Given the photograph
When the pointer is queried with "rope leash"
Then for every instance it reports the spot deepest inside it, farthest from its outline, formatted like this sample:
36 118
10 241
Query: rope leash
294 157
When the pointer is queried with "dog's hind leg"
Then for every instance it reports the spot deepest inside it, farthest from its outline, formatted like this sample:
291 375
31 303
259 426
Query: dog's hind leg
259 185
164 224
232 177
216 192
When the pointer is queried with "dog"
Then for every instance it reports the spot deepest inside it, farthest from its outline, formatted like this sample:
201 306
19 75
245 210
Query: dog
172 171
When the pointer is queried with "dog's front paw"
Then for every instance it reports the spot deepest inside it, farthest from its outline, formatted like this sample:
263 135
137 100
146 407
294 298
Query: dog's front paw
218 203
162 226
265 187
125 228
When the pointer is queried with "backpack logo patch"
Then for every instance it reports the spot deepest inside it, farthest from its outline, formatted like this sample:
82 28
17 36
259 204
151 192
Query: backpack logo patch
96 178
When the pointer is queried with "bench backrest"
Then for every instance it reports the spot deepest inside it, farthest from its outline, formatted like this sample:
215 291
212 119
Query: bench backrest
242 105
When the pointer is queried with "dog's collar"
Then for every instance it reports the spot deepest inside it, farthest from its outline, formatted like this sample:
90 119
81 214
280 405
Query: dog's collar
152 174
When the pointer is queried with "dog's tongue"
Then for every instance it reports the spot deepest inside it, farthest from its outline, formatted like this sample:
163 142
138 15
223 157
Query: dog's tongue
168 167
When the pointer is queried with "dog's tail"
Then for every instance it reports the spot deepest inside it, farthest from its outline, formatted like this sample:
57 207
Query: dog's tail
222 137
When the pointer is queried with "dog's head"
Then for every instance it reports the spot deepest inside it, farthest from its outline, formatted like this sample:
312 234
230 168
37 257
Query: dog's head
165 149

Prompt
Please return every line of the records that contains the word "with".

Exercise answer
When the pointer is queried with "rope leash"
When the pointer is queried with "dog's hind leg"
When the pointer is queried with "dog"
When the pointer is queried with "dog's front paw"
When the pointer is queried with "backpack logo patch"
When the pointer is queried with "bench backrest"
When the pointer is queried with "dog's collar"
When the pointer is queried with "dog's tongue"
When the pointer is queried with "dog's tail"
When the pointer is queried with "dog's head"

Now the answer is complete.